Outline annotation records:
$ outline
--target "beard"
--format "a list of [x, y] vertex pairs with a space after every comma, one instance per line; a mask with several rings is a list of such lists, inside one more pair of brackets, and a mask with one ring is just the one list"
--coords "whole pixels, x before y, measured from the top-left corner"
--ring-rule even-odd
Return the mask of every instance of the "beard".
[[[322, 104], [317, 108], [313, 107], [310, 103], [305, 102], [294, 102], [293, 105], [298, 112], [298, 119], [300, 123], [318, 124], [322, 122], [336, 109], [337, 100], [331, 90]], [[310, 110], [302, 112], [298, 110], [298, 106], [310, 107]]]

» Your goal:
Please recast the material above as a JSON list of strings with one string per line, leaving out any blank lines.

» Answer:
[
  "$ outline",
  "--target \"beard\"",
  "--format \"a list of [x, y] vertex pairs with a space after every comma, one instance per line; a mask with several rings is a list of such lists, inside one more pair of brackets, and a mask with one ring is just the one list\"",
  "--coords \"whole pixels, x before y, measured from the top-left corner\"",
  "--ring-rule even-odd",
  "Return the mask of every instance of the \"beard\".",
  "[[[322, 104], [317, 108], [313, 107], [310, 103], [305, 102], [294, 102], [293, 105], [298, 112], [298, 119], [300, 123], [318, 124], [322, 122], [336, 109], [337, 100], [331, 90]], [[310, 110], [302, 112], [298, 110], [298, 106], [310, 107]]]"
]